Objectif: Recopiez fidèlement le passage de la critique de film ci-dessous : partez des mots « Le film est » et arrêtez-vous après « la même phrase. ».

Extrait du texte:
Allez tirer une analyse de ça !

Tout d’abords, on peut noter la présence de presque tous les fantasmes et délires habituels de Miike : Lactation, homosexualité larvée, sexualité débridée ou inexistante (Minami est puceau, et il a subit une opération, son sexe étant apparemment trop gros, son boss lui est un chaud lapin qui -on l’a vu- ne fait pas dans le classicisme), inceste, personnages complètement absurdes, etc…

Le film est en gros partagé en deux partie : avant et après la disparition. Quand le yakuza est encore en vie, où dans la voiture, l’ambiance est un peu surréaliste, mais relativement posée. Ensuite on vire carrément dans le kafkaïen (en tous cas les personnages m’ont fait penser à ceux présent dans « le château » de l’écrivain tchèque. Complètement hors du monde, obtus, changeant, ayant leur propre règles que les étrangers ne peuvent saisir : aussi souvent Minami doit il entendre : « vous n’êtes pas de Nagoya vous ! » (Autre détail, tous les téléphones, tous les objets ont l’air vieux, hors temps, comme dans le roman de Kafka). Le tenant de la casse est un vrai fou, comme on les aime, qui n’a pas peur du flingue de Minami quand il lui annonce qu’il a tué son ami, tandis que son patron, assis sur une chaise assène régulièrement la même phrase.

Enregistrements:
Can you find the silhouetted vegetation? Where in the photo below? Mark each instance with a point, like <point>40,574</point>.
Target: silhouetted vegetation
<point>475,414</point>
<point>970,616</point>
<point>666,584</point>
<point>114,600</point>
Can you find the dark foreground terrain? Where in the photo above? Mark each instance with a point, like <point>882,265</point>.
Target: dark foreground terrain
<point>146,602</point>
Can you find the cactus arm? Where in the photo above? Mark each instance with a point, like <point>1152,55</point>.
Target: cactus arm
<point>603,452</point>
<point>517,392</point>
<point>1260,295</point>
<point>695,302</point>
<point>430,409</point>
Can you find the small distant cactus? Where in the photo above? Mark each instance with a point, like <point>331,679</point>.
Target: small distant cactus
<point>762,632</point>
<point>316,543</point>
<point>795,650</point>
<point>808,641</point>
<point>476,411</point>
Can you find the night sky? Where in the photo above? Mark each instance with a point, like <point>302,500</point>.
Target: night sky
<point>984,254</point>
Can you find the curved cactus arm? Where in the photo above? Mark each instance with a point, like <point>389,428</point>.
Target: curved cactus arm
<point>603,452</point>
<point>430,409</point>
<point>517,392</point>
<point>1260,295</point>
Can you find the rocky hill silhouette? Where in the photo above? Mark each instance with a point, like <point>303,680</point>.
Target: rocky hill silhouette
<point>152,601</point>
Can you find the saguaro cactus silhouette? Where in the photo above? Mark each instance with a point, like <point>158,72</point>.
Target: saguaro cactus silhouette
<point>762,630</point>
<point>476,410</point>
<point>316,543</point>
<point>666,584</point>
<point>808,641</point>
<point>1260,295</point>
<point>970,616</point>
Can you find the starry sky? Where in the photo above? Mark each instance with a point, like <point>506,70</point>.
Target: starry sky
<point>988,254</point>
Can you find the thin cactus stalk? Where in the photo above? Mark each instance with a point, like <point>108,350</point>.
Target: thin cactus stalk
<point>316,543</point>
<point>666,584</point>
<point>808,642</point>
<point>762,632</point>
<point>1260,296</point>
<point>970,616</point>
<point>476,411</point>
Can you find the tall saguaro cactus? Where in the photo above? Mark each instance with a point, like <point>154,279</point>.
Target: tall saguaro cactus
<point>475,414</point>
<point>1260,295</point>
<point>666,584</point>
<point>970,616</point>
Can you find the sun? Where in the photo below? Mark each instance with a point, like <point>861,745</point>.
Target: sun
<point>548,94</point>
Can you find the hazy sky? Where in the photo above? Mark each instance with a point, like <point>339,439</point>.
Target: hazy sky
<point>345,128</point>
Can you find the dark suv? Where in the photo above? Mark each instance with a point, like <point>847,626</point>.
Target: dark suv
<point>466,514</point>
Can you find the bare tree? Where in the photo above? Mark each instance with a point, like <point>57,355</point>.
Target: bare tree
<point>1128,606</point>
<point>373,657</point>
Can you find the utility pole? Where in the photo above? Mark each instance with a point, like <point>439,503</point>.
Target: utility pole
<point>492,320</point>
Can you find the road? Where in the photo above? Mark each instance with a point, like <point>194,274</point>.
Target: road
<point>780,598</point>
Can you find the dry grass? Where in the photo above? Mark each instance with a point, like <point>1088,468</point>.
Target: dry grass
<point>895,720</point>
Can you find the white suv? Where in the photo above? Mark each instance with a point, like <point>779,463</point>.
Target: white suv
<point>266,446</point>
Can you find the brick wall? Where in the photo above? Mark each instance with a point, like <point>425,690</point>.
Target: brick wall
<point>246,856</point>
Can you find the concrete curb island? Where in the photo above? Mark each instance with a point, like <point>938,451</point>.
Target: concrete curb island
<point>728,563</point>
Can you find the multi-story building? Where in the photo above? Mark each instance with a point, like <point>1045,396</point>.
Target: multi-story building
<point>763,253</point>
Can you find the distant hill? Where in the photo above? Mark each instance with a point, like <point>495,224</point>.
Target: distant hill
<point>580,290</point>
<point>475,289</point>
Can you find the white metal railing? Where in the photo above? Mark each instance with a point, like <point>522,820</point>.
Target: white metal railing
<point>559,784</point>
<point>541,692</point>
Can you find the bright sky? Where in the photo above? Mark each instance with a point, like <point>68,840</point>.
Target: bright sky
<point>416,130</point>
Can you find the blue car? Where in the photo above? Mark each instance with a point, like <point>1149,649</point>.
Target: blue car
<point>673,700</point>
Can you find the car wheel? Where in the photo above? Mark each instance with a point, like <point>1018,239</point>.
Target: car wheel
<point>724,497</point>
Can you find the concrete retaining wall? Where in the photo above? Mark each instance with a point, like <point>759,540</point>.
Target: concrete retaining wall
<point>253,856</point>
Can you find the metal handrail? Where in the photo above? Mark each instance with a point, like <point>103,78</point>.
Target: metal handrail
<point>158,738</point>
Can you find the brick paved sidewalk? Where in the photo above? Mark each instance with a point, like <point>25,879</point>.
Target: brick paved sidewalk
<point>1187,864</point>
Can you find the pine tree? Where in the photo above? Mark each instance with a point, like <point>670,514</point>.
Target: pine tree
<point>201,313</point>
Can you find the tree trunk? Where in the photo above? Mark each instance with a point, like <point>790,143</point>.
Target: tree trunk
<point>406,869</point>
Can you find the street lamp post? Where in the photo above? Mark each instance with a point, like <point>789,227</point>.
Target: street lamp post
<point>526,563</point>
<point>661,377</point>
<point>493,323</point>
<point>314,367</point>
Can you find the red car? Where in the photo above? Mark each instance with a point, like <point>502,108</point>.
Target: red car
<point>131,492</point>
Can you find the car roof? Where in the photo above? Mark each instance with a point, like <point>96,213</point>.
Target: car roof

La solution:
Le film est en gros partagé en deux partie : avant et après la disparition. Quand le yakuza est encore en vie, où dans la voiture, l’ambiance est un peu surréaliste, mais relativement posée. Ensuite on vire carrément dans le kafkaïen (en tous cas les personnages m’ont fait penser à ceux présent dans « le château » de l’écrivain tchèque. Complètement hors du monde, obtus, changeant, ayant leur propre règles que les étrangers ne peuvent saisir : aussi souvent Minami doit il entendre : « vous n’êtes pas de Nagoya vous ! » (Autre détail, tous les téléphones, tous les objets ont l’air vieux, hors temps, comme dans le roman de Kafka). Le tenant de la casse est un vrai fou, comme on les aime, qui n’a pas peur du flingue de Minami quand il lui annonce qu’il a tué son ami, tandis que son patron, assis sur une chaise assène régulièrement la même phrase.